— Start PROVIDED RECORDS —
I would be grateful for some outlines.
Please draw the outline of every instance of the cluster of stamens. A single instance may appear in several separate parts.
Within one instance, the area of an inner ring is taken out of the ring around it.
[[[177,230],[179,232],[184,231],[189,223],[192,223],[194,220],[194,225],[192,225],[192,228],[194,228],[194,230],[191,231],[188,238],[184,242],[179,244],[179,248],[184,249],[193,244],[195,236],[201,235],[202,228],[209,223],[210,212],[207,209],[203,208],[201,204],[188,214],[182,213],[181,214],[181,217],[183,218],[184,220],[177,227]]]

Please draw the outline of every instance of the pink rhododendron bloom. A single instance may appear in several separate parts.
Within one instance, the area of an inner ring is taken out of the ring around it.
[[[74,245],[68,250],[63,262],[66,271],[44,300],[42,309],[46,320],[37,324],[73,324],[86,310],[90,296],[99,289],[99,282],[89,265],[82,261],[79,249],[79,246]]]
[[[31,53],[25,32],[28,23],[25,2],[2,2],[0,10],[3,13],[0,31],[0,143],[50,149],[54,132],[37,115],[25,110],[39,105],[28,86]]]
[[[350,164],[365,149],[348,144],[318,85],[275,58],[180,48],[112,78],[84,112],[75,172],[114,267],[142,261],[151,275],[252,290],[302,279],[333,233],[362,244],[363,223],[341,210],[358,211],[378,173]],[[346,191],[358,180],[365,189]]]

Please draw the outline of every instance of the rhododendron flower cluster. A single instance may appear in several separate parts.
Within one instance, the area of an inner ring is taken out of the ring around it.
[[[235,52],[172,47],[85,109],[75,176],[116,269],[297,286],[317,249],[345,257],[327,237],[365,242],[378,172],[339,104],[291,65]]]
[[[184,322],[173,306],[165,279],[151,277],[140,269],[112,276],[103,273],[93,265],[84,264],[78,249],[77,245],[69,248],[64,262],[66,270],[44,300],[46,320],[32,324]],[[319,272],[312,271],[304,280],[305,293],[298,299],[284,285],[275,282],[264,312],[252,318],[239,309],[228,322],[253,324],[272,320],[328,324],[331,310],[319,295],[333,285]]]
— End PROVIDED RECORDS —
WHAT IS EXPECTED:
Reproduce every entry shown above, precisely as it stands.

RESPONSE FOR THIS EXERCISE:
I would be grateful for some outlines.
Please draw the outline of every instance of the cluster of stamens. A single instance may appear in several separate parts.
Within one instance, the area of an inner ring is taken out of the ring around it.
[[[177,230],[179,232],[184,231],[189,223],[192,223],[194,220],[194,225],[192,225],[192,228],[194,228],[194,230],[191,231],[188,238],[184,242],[179,244],[179,248],[184,249],[193,244],[195,236],[201,235],[202,228],[209,223],[210,212],[207,209],[203,208],[201,204],[188,214],[182,213],[181,214],[181,217],[183,218],[184,220],[177,227]]]

Please draw the outline of every instance of the pink rhododendron bloom. A single instance may appear in several separate parts.
Within one instance, the area of an inner ring is taken out of the ring around it.
[[[74,245],[68,250],[63,262],[66,271],[44,300],[42,309],[46,320],[37,324],[73,324],[86,310],[90,296],[99,289],[99,282],[89,265],[82,261],[79,249],[79,246]]]
[[[31,53],[25,32],[28,23],[25,2],[2,2],[0,10],[3,13],[0,31],[0,143],[50,149],[54,132],[37,115],[25,110],[39,105],[28,86]]]
[[[350,164],[365,149],[348,144],[318,85],[275,58],[180,48],[112,78],[84,112],[75,172],[114,267],[142,261],[151,275],[252,290],[302,279],[333,233],[362,244],[363,223],[341,210],[358,211],[378,173]],[[346,191],[358,180],[365,189]]]

Please draw the outline of every instance of the rhododendron flower cluster. A single instance may appear in several separate parts.
Within one instance, the area of an inner ring is taken out of the ring around it.
[[[235,52],[172,47],[85,109],[75,176],[116,269],[297,286],[317,249],[345,257],[327,237],[365,242],[378,172],[339,104],[291,65]]]
[[[184,322],[173,306],[165,279],[151,277],[140,269],[112,276],[103,273],[93,265],[84,264],[78,249],[77,245],[69,248],[64,262],[66,270],[44,300],[46,320],[32,324]],[[319,272],[312,271],[304,280],[305,293],[298,299],[284,285],[275,282],[264,312],[252,318],[239,309],[228,322],[253,324],[272,320],[328,324],[331,310],[319,295],[333,285]]]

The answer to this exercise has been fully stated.